Put the entries below into a JSON list of strings, with one string per line and no strings for blank lines. Leave the pictures out.

[START OF EXCERPTED RECORDS]

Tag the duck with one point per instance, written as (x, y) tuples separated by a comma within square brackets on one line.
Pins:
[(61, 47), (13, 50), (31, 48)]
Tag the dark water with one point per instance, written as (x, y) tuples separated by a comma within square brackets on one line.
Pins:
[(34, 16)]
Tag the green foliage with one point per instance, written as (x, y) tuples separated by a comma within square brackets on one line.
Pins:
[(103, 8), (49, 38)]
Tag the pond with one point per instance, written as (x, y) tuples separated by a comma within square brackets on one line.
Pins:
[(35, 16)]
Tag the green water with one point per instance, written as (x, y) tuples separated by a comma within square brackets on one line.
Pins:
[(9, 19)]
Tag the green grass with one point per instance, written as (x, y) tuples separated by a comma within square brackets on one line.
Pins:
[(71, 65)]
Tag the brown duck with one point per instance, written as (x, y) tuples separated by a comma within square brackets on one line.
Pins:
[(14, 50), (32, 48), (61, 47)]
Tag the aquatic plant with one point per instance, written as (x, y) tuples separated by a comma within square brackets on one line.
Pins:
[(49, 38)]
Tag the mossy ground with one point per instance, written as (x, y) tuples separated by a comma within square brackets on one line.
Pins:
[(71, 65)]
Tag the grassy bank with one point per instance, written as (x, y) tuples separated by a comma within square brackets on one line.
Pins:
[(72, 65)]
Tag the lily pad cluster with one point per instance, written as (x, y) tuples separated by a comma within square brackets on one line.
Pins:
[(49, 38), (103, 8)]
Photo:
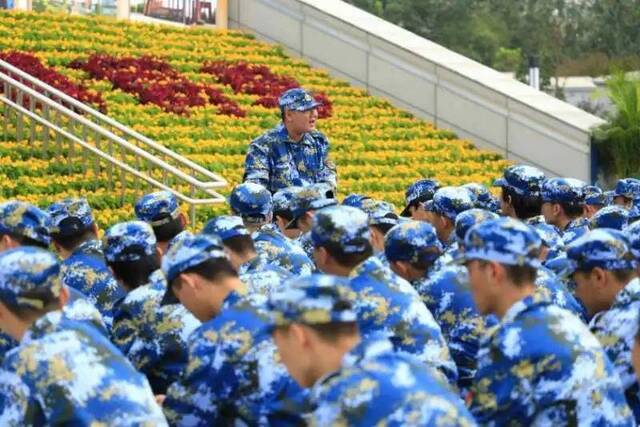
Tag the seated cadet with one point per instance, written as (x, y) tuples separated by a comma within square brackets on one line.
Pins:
[(614, 216), (483, 197), (562, 201), (161, 211), (594, 200), (253, 203), (416, 195), (442, 211), (75, 237), (304, 204), (382, 218), (154, 338), (412, 249), (540, 365), (254, 271), (520, 196), (626, 192), (353, 382), (386, 303), (282, 212), (63, 372), (606, 282), (234, 376)]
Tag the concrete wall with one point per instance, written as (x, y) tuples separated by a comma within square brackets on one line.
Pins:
[(492, 110)]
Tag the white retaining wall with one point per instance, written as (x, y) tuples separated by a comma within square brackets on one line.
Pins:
[(494, 111)]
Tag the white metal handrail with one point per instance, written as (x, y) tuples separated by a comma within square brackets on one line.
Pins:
[(37, 107)]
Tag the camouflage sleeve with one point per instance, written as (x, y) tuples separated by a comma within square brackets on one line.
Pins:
[(198, 398), (256, 164)]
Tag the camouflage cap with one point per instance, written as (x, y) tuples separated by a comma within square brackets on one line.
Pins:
[(189, 252), (594, 196), (344, 226), (70, 216), (604, 247), (420, 191), (26, 271), (307, 199), (613, 216), (226, 227), (522, 179), (313, 300), (379, 212), (633, 236), (483, 197), (129, 241), (297, 99), (355, 200), (251, 200), (563, 190), (157, 208), (468, 219), (415, 242), (24, 219), (450, 201), (503, 240), (627, 187)]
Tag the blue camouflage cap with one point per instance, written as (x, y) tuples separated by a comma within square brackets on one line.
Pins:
[(226, 227), (157, 208), (420, 191), (594, 196), (450, 201), (282, 200), (503, 240), (603, 247), (313, 300), (251, 200), (627, 187), (24, 219), (297, 99), (522, 179), (70, 216), (468, 219), (307, 199), (415, 242), (355, 200), (379, 212), (633, 236), (344, 226), (191, 251), (129, 241), (563, 190), (483, 197), (26, 270), (614, 216)]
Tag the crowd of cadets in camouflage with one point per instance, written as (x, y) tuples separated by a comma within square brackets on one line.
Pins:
[(303, 309)]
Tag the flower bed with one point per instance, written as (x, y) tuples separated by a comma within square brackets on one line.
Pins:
[(378, 149)]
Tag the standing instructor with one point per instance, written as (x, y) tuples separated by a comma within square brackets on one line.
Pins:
[(293, 152)]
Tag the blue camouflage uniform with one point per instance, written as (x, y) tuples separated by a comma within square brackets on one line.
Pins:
[(64, 372), (374, 385), (386, 303), (234, 374), (445, 292), (616, 327), (254, 204), (153, 337), (540, 365), (259, 275), (85, 269), (275, 161), (614, 216), (419, 192)]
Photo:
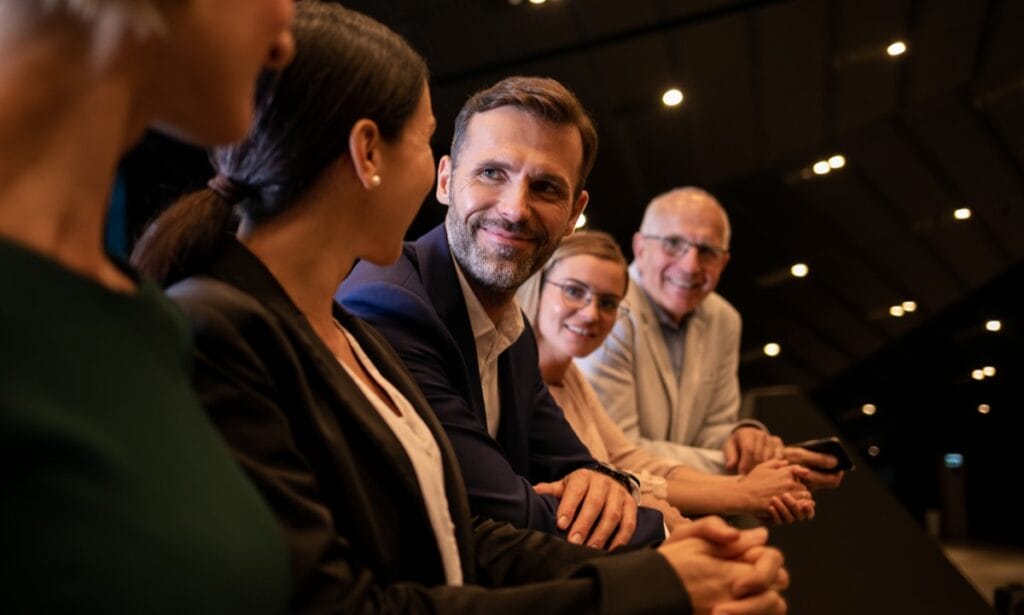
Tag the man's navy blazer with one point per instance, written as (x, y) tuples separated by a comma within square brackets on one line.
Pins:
[(418, 305)]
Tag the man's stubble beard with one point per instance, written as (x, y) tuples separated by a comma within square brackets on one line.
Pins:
[(499, 271)]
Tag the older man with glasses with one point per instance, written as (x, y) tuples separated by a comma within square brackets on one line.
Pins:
[(668, 372)]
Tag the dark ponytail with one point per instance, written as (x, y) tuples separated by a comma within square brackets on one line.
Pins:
[(347, 67), (183, 237)]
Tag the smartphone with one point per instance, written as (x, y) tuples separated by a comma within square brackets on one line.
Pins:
[(832, 446)]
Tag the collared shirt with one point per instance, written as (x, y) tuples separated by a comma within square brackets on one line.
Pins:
[(675, 335), (492, 340), (423, 452)]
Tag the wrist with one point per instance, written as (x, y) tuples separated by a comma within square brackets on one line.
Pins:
[(627, 480)]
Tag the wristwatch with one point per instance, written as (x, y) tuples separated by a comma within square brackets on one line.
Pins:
[(626, 479)]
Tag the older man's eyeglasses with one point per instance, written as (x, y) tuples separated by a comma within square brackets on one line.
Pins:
[(578, 296), (676, 247)]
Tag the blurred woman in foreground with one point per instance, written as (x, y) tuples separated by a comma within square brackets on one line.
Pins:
[(117, 493)]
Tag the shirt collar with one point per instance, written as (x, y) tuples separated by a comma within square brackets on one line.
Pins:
[(509, 326)]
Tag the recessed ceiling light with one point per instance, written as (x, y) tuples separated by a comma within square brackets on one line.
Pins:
[(894, 49), (672, 97)]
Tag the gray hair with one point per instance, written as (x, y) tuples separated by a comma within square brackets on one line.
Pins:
[(677, 196)]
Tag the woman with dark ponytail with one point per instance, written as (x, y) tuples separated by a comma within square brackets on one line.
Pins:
[(316, 406), (116, 494)]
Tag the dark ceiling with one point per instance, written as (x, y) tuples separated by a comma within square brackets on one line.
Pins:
[(770, 88)]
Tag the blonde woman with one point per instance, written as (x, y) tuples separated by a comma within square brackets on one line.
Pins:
[(572, 304), (117, 494)]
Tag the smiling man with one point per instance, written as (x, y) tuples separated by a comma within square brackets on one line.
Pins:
[(514, 187), (668, 372)]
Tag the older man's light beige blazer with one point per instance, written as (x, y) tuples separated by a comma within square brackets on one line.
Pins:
[(688, 419)]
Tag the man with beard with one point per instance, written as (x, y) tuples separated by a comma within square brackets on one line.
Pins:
[(668, 371), (513, 183)]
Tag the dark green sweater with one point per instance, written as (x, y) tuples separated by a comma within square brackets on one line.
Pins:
[(116, 493)]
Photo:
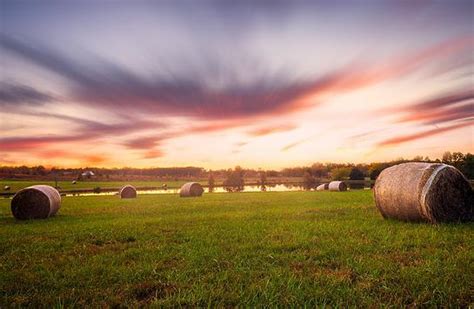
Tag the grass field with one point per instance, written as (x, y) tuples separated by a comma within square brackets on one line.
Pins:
[(289, 248)]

[END OF EXCERPTED RECORDS]

**COMPLETE RESPONSE**
[
  "Tag the duck with one point per instance, written as (x, y) tuples separated by a comma within square brackets on one line.",
  "Pins:",
  "[(61, 47), (13, 50), (31, 48)]",
  "Tag the dark water with one point per instance, written as (x, y) tuples separated by a comma within square brackets on one line.",
  "Pins:",
  "[(34, 16)]",
  "Tag the green foliage with one point per instance, written as (x, y) tuples separated by a comma within square brackets on one line.",
  "Pins:",
  "[(103, 8), (49, 38)]",
  "Tag the pond with one point per instance, written as (x, y) tuples separated by a comma within square brackets on one line.",
  "Pins:",
  "[(35, 16)]",
  "Tag the green water with one point per instance, written as (x, y) tuples separated by a comma within square brackets on one line.",
  "Pins:",
  "[(9, 19)]",
  "Tag the green grass with one point per instance, written as (x, y) tuples separated by a comma within square brackets on one line.",
  "Pins:",
  "[(71, 65)]",
  "Tag the brown duck with one point per instance, written as (x, y) tuples separated by a comma within square brackets on one line.",
  "Pins:",
  "[(14, 50), (32, 48), (61, 47)]",
  "Tag the aquatic plant with one point per instance, written as (x, y) tuples separated by a comma within square brackets on one line.",
  "Pins:",
  "[(49, 38)]",
  "Tag the mossy ground with one point per instance, written as (x, y) tuples separated by a comma within square brackets on one line.",
  "Pins:",
  "[(71, 65)]",
  "Tag the grassy bank with one point per instance, written as (x, y) tuples separated by a comma within square brackets on one line.",
  "Pins:",
  "[(72, 65)]",
  "Tag the lily pad cluster with one point per instance, written as (x, y) tuples separated by a comma within square brackets on one line.",
  "Pins:",
  "[(49, 38), (103, 8)]",
  "Photo:",
  "Tag the seated cadet with one point per instance, written as (x, y) tuples separated by a comma within square brackets on one line.",
  "Pins:",
  "[(614, 216), (483, 197), (562, 201), (161, 211), (594, 200), (253, 203), (416, 195), (442, 211), (75, 237), (304, 204), (382, 218), (154, 338), (412, 249), (540, 365), (254, 271), (520, 196), (626, 192), (353, 382), (386, 303), (282, 212), (63, 372), (606, 282), (234, 376)]",
  "Tag the concrete wall with one point per instance, written as (x, y) tuples separated by a comma within square brackets on one line.",
  "Pins:",
  "[(492, 110)]",
  "Tag the white retaining wall with one point per instance, written as (x, y) tuples separated by a comma within square brackets on one line.",
  "Pins:",
  "[(494, 111)]",
  "Tag the white metal handrail with one point per instance, written as (x, y) tuples separated by a comma within square brackets on one line.",
  "Pins:",
  "[(37, 107)]",
  "Tag the camouflage sleeve with one point per instance, written as (x, y) tuples separated by a comma within square brackets on one line.",
  "Pins:",
  "[(198, 398), (256, 164)]",
  "Tag the camouflage cap with one point per instance, written as (x, y) tuples separated by a comma within square brackets on one line.",
  "Pins:",
  "[(189, 252), (594, 196), (344, 226), (70, 216), (604, 247), (420, 191), (26, 271), (307, 199), (613, 216), (226, 227), (522, 179), (313, 300), (379, 212), (633, 236), (483, 197), (129, 241), (297, 99), (355, 200), (251, 200), (563, 190), (157, 208), (468, 219), (415, 242), (24, 219), (450, 201), (503, 240), (627, 187)]",
  "Tag the blue camouflage cap with one point per instance, written as (x, y) tuples separated by a comma within square brackets on one line.",
  "Pins:",
  "[(226, 227), (157, 208), (420, 191), (594, 196), (450, 201), (282, 200), (503, 240), (603, 247), (313, 300), (251, 200), (627, 187), (24, 219), (297, 99), (522, 179), (70, 216), (468, 219), (307, 199), (415, 242), (355, 200), (379, 212), (633, 236), (344, 226), (191, 251), (129, 241), (563, 190), (483, 197), (26, 270), (614, 216)]",
  "Tag the crowd of cadets in camouflage with one point per instance, written as (x, y) tuples separated by a comma within square brackets on one line.",
  "Pins:",
  "[(303, 309)]",
  "Tag the flower bed with one point per instance, written as (x, y) tuples separated by a comma within square brackets on one line.",
  "Pins:",
  "[(378, 149)]",
  "Tag the standing instructor with one point per instance, written as (x, y) tuples separated by a comma within square brackets on one line.",
  "Pins:",
  "[(293, 152)]",
  "Tag the blue camouflage uniform with one point per instance, written as (x, y) tuples separated by a comma within square brackets on one line.",
  "Pins:",
  "[(64, 372), (374, 385), (386, 303), (234, 374), (445, 292), (616, 327), (254, 204), (153, 337), (540, 365), (259, 275), (85, 269), (275, 161), (614, 216), (419, 192)]",
  "Photo:",
  "Tag the man's navy blazer with one point per instance, written as (x, y) tuples separated by a comma within square brackets on one line.",
  "Pins:",
  "[(418, 305)]",
  "Tag the man's stubble beard with one point per instance, written as (x, y) tuples separated by a comma within square brackets on one line.",
  "Pins:",
  "[(499, 271)]",
  "Tag the older man with glasses with one point per instance, written as (x, y) tuples separated by a comma within square brackets on one line.",
  "Pins:",
  "[(668, 372)]",
  "Tag the dark ponytail with one point per instance, written as (x, y) tuples separated by a comma within square brackets on one line.",
  "Pins:",
  "[(347, 67), (183, 237)]",
  "Tag the smartphone with one point per instance, written as (x, y) tuples separated by a comma within square brackets on one line.",
  "Pins:",
  "[(832, 446)]",
  "Tag the collared shirt with one point per instance, written as (x, y) tuples separated by a comma within square brackets on one line.",
  "Pins:",
  "[(675, 335), (492, 340), (423, 452)]",
  "Tag the wrist with one point per instance, written as (x, y) tuples separated by a comma within square brackets on one line.",
  "Pins:",
  "[(627, 480)]",
  "Tag the wristwatch with one point per instance, written as (x, y) tuples separated by a comma within square brackets on one line.",
  "Pins:",
  "[(626, 479)]",
  "Tag the older man's eyeglasses with one point per instance, written as (x, y) tuples separated by a comma within square brackets on one line.",
  "Pins:",
  "[(578, 296), (676, 247)]",
  "Tag the blurred woman in foreground with one point per instance, written as (x, y) tuples separated by a comma within square brackets on one line.",
  "Pins:",
  "[(117, 493)]",
  "Tag the shirt collar with one point per instance, written as (x, y) tuples separated by a comma within square brackets on one line.",
  "Pins:",
  "[(509, 326)]",
  "Tag the recessed ceiling light with one point per instance, written as (x, y) tuples separated by a comma within square brackets on one line.",
  "Pins:",
  "[(894, 49), (672, 97)]",
  "Tag the gray hair with one point per instance, written as (x, y) tuples separated by a comma within square brackets on one line.",
  "Pins:",
  "[(677, 196)]",
  "Tag the woman with dark ponytail with one point per instance, written as (x, y) tuples separated by a comma within square brackets on one line.",
  "Pins:",
  "[(316, 406), (116, 494)]",
  "Tag the dark ceiling with one point per instance, written as (x, y) tuples separated by a comma within square brackets on one line.",
  "Pins:",
  "[(770, 88)]",
  "Tag the blonde woman with one point per instance, written as (x, y) tuples separated by a comma within square brackets on one line.",
  "Pins:",
  "[(572, 304), (117, 494)]",
  "Tag the smiling man with one point per instance, written as (x, y) tuples separated by a comma within square brackets on one line.",
  "Pins:",
  "[(514, 187), (668, 372)]",
  "Tag the older man's light beige blazer with one point per instance, written as (x, y) tuples separated by a comma within square brackets on one line.",
  "Pins:",
  "[(688, 419)]",
  "Tag the man with beard with one point per instance, written as (x, y) tuples separated by a comma within square brackets on one line.",
  "Pins:",
  "[(668, 371), (513, 183)]",
  "Tag the dark green sweater with one point per instance, written as (x, y) tuples separated by a comma within square brackets on one line.",
  "Pins:",
  "[(116, 493)]",
  "Photo:",
  "Tag the grass field with one point per instance, written as (x, y) tuples separated by a comma within square brackets on one line.",
  "Pins:",
  "[(289, 248)]"
]